Location identification entries
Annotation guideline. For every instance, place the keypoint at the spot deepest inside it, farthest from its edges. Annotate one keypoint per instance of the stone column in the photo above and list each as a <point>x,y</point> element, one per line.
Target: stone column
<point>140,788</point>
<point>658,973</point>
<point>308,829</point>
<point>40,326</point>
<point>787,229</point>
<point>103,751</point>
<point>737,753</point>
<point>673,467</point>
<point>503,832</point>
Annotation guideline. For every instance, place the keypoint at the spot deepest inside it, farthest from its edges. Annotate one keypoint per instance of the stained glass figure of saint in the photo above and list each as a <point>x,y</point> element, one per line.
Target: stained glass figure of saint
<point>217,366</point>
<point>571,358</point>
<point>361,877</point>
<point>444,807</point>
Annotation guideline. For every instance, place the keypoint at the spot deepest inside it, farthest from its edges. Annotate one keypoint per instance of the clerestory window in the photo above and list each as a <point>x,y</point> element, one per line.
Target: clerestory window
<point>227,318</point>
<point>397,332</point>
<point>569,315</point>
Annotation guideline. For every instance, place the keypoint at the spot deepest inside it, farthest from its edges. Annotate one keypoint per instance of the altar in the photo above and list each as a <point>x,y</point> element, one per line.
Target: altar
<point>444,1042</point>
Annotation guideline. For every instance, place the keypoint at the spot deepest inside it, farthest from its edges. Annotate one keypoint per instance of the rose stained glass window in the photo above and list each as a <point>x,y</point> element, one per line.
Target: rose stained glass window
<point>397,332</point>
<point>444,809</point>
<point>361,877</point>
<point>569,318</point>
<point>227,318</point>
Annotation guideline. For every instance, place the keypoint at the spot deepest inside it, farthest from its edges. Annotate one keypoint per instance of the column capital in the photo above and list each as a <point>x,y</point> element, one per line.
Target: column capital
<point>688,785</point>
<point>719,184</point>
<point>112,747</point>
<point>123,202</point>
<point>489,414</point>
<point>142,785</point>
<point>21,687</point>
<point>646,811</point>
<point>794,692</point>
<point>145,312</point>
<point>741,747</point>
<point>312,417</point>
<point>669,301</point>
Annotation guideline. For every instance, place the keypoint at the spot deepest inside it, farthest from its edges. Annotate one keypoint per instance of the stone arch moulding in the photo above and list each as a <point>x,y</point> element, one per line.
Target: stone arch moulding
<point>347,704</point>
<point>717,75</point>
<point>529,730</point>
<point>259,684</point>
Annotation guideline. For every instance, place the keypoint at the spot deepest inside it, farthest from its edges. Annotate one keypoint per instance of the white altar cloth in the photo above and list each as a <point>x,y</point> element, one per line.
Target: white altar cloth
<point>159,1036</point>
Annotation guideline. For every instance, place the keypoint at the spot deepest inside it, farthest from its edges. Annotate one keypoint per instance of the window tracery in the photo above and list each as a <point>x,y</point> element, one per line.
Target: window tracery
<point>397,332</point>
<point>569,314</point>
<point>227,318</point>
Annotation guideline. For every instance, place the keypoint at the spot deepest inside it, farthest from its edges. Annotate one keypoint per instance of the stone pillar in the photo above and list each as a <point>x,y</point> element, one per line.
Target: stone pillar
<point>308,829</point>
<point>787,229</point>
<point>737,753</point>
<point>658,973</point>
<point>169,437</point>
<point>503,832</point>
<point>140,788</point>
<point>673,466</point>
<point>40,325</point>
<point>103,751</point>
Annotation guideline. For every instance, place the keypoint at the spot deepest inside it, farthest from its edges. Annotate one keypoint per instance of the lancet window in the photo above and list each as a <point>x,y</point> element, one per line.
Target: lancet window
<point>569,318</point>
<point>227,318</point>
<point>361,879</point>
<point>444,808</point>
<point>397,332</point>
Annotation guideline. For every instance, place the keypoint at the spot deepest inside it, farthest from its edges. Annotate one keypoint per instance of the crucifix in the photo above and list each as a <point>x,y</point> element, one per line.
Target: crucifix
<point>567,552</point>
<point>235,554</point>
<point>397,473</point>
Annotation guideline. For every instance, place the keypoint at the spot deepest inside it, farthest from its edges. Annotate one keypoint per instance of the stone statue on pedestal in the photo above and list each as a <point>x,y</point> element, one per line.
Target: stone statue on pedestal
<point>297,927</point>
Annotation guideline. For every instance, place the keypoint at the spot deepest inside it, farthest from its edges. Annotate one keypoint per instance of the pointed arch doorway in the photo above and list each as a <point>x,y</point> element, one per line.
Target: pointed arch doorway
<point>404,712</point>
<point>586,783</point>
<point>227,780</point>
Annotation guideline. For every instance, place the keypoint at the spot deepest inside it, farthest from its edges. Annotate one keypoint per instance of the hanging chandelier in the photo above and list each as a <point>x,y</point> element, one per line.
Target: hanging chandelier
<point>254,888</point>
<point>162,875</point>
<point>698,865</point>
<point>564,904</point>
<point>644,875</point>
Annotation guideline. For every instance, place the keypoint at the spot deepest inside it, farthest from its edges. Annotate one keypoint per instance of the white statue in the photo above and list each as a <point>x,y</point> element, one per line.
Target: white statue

◆ Task details ◆
Reproduce all of the records above word for word.

◆ Right answer ◆
Annotation guideline. For every instance, place the keypoint at the spot deepest inside it, farthest from its edges. Annotate one keypoint per instance of the stone column in the photo above and list each as a <point>x,y</point> element, one per line.
Target: stone column
<point>140,788</point>
<point>658,973</point>
<point>308,829</point>
<point>40,326</point>
<point>787,229</point>
<point>103,751</point>
<point>737,753</point>
<point>673,467</point>
<point>503,832</point>
Annotation guideline. For every instance, place the keypoint at the spot deepest inside it, farthest from its edges. Annotate one keypoint per instance of the stained glass figure of saint in the photo above and list each as a <point>x,y</point> element, one per line.
Target: stained glass figure of saint
<point>217,366</point>
<point>571,358</point>
<point>361,877</point>
<point>444,807</point>
Annotation guideline. For every instance, place the keypoint at the spot deepest inside it, farthest from its edges. Annotate one keypoint per instance of the clerestory window in the photo above and list each as a <point>x,y</point> element, one per line.
Target: clerestory window
<point>227,318</point>
<point>397,332</point>
<point>569,315</point>
Annotation guideline. For every instance, place the keypoint at the spot deepest inside it, farthest from its edges. Annotate one keypoint per instance of the altar in the photo above and list each as a <point>x,y</point> element, one per line.
Target: altar
<point>444,1042</point>
Annotation guideline. For every instance, place the keypoint at the spot deepest inside it, farthest from its edges. Annotate one keypoint per instance of the rose stained glass window in the photo above and list each as a <point>x,y</point> element, one per line.
Target: rose stained glass window
<point>397,332</point>
<point>444,809</point>
<point>361,877</point>
<point>569,318</point>
<point>227,318</point>
Annotation guideline. For every instance, place the keypoint at the spot deepest inside it, farthest from its edges. Annotate one keypoint per instance of the column capital in the photo above and list each as a <point>x,y</point> element, one per line.
Target: column capital
<point>688,785</point>
<point>719,184</point>
<point>112,747</point>
<point>123,202</point>
<point>489,414</point>
<point>142,785</point>
<point>21,687</point>
<point>646,811</point>
<point>794,692</point>
<point>145,312</point>
<point>741,747</point>
<point>312,417</point>
<point>669,301</point>
Annotation guideline. For every instance, place the keypoint at the spot deepest inside it, farthest from its edges. Annotate one keypoint per instance of the stone arch moulding in the photo above and list each as a <point>x,y</point> element, one per line.
Target: stone arch moulding
<point>347,704</point>
<point>717,75</point>
<point>529,730</point>
<point>259,684</point>
Annotation guideline. For every instance, place the keypoint at the spot deepest inside it, farthest from its edges. Annotate one keypoint per instance of the white altar cloth in the photo above and list each as a <point>x,y</point> element, one per line.
Target: white altar cloth
<point>159,1036</point>
Annotation guideline. For every instance, place the keypoint at the spot deepest inside it, farthest from its edges. Annotate one keypoint per instance of the window tracery in the photo above and list each as a <point>x,y</point> element, one per line.
Target: window tracery
<point>397,332</point>
<point>569,314</point>
<point>227,318</point>
Annotation guideline. For every instance, place the keypoint at the spot deepest inside it, farthest from its edges. Annotate one keypoint per instance of the stone pillar in the photo above and list each as a <point>x,y</point> element, one per line.
Target: stone pillar
<point>308,829</point>
<point>787,229</point>
<point>737,753</point>
<point>658,973</point>
<point>169,437</point>
<point>503,832</point>
<point>140,788</point>
<point>673,466</point>
<point>40,325</point>
<point>103,751</point>
Annotation guideline. For every instance, place the keypoint at the spot deepest inside it, farthest from its edges. Annotate one keypoint per instance of the lancet window in the photo above and list each as a <point>x,y</point> element, one per line.
Target: lancet window
<point>569,318</point>
<point>227,318</point>
<point>361,879</point>
<point>444,808</point>
<point>397,332</point>
Annotation guideline. For every instance, place the keypoint at the spot deepest inside it, farthest from its edges. Annotate one keypoint per instance of the crucifix in the photo above and list each as a <point>x,y</point> element, one per line.
Target: crucifix
<point>567,552</point>
<point>235,554</point>
<point>397,473</point>
Annotation guideline. For every instance, place the keypoint at the spot deepest inside it, farthest from its edges. Annotate one keypoint per instance of the stone statue on pedestal in the photo above and list each as a <point>x,y</point> element, one per line.
Target: stone statue on pedestal
<point>297,927</point>
Annotation guideline. For every instance, place the keypoint at the spot deepest inside it, farthest from its edges. Annotate one keypoint per instance of the pointed arch doorway in the photo above and list each as a <point>x,y</point> element, one per line.
Target: pointed arch doorway
<point>404,712</point>
<point>586,783</point>
<point>227,780</point>
Annotation guideline. For every instance, place the keypoint at the spot deepest inside it, farthest from its edges. Annotate one keypoint per instance of the hanging chandelier in the photo above and list each as a <point>x,y</point> element, one per line.
Target: hanging chandelier
<point>254,888</point>
<point>162,875</point>
<point>698,865</point>
<point>564,904</point>
<point>644,875</point>
Annotation guideline. For every instance, place the keypoint at the spot deepest inside it, farthest from its edges. Annotate one keypoint per instance of the white statue in the photo above and list each as a <point>x,y</point> element, one per line.
Target: white statue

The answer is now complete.